▶ USING THE INFORMATION
- a) In the severum breeding thread, why does the reply advise laying the breeding slate on the bottom of the tank? Answer in one to three sentences.
- b) Answer these questions from the severum breeding thread:
(i) How long have the male and female severums been together?
(ii) How many eggs may a good-sized female lay?
(iii) What tank is recommended for hatching the eggs and the first three weeks of life?
- c) List every tank that the reply in the severum breeding thread says will be needed for raising the young. Give the stage each one is meant for.

(GIVEN PASSAGE Opens)

# severum breeding



## Carlo (Dec 28, 2007)

I have 2 green Severums. What I believe the male to be is about 7.5-8" in size, and the female is about 6-6.5" in size. They are housed in a 46 gallon bowfront w/ a raphael cat thats about 6" in size. The male & female have been together for about 2 yrs now, the male & the cat have been together for about 5 years..so they are a happy bunch. 

I recently gave my pair of green severums a change of sceneary. I turned their 46g into my planted tank. I dont know if its because they are snacking on my plants or the change of the tank, but they began the "courting ritual" last night when the lights went out. some pretty intense mock fighting and lip locking. When they locked...it was a pretty neat stand-off. 

I plan on adding some 4" pieces of river rock for them to spawn on, what I want to know is, do I have to seperate the young from the parents. I know I will have to temp. rehouse the cat b/c im sure he would eat the young but I dont know if the parents will eat the young. 

I was planing *if* they do spawn on a rock, that I was going to put the rock in a breeder net until they hatched, then move them into a grow out tank. 

Anything I am missing?

-Carlo


----------



## lohachata (Jan 27, 2006)

hard to tell wether or not the parents will eat the eggs or the fry... i usually just move the breeding slate to another tank... it would be best to lay the slate on the bottom of the tank... mine have always preferred that.. besides; it keeps them from knocking the slate over and breaking the tank..
forget about the breeder net thing... you will need a few more tanks.. a 20 long for hatching the eggs and the first 3 weeks of life..... then something like a 50 breeder for the next month... then a 125 or bigger for the next month or so until you ell them.
a good sized female may lay well over 500 eggs...
the hatching tank should be bare with a heater... sponge filter or 2... and treated with a good fungicide...i use methylene blue or 37% formalin..


----------

(GIVEN PASSAGE Closes)
(RECORDED DATA Opens)

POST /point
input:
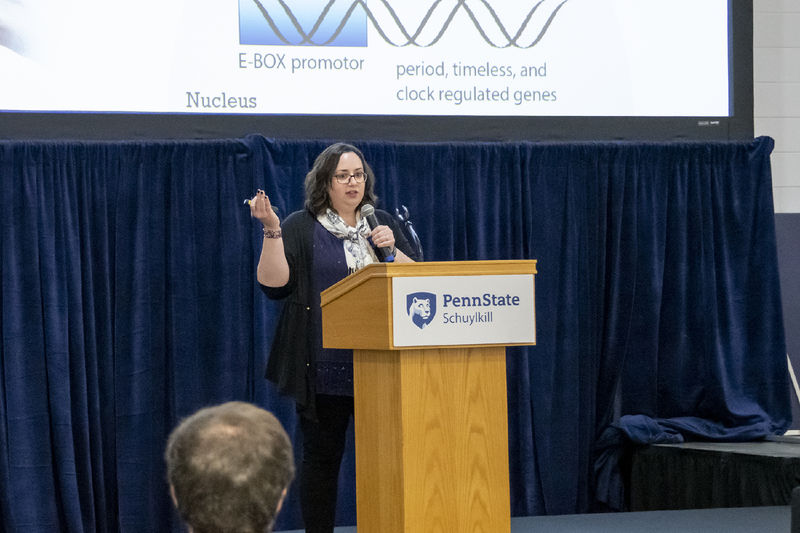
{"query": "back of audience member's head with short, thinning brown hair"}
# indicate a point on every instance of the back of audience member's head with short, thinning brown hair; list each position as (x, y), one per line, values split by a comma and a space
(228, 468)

(RECORDED DATA Closes)
(RECORDED DATA Opens)

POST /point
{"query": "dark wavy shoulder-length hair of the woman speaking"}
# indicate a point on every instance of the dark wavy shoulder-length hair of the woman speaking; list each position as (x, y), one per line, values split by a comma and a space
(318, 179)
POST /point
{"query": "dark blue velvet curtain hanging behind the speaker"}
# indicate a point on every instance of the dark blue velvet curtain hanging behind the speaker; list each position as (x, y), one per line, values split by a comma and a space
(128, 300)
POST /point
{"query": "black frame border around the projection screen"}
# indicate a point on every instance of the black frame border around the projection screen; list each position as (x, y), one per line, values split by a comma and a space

(RECORDED DATA Closes)
(RECORDED DATA Opens)

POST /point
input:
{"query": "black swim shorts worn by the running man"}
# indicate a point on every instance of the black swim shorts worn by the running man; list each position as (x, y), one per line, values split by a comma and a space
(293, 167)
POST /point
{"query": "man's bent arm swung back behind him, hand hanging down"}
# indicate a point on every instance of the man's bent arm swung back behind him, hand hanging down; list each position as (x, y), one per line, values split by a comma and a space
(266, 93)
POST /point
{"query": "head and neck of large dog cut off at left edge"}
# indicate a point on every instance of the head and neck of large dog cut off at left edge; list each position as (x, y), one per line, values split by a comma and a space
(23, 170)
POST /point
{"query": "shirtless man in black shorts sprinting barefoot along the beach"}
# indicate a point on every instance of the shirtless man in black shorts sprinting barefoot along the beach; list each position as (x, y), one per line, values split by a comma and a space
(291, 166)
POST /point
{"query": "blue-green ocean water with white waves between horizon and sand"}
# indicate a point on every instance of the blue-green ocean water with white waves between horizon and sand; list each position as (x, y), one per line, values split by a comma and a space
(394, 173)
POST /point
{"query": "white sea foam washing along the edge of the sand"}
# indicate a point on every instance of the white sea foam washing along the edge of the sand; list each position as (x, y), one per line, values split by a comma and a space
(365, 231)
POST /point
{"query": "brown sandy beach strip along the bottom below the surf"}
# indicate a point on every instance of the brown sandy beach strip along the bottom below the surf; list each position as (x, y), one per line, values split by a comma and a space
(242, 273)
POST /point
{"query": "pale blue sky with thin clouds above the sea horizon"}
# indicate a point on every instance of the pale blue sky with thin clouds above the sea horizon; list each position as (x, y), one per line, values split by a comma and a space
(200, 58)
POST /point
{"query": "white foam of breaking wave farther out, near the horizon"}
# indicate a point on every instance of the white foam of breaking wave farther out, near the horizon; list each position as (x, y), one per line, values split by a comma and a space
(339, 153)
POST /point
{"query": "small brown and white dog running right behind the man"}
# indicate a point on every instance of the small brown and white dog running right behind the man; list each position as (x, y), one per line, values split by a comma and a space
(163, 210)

(RECORDED DATA Closes)

▶ ANSWERS BY ITEM
- a) The reply says the writer's own severums have always preferred the slate lying on the bottom. It also says this keeps the fish from knocking the slate over and breaking the tank.

- b)
(i) About 2 years.
(ii) Well over 500 eggs.
(iii) A 20 long.

- c)
- A 20 long, for hatching the eggs and the first 3 weeks of life
- Something like a 50 breeder, for the next month
- A 125 or bigger, for the next month or so until they are sold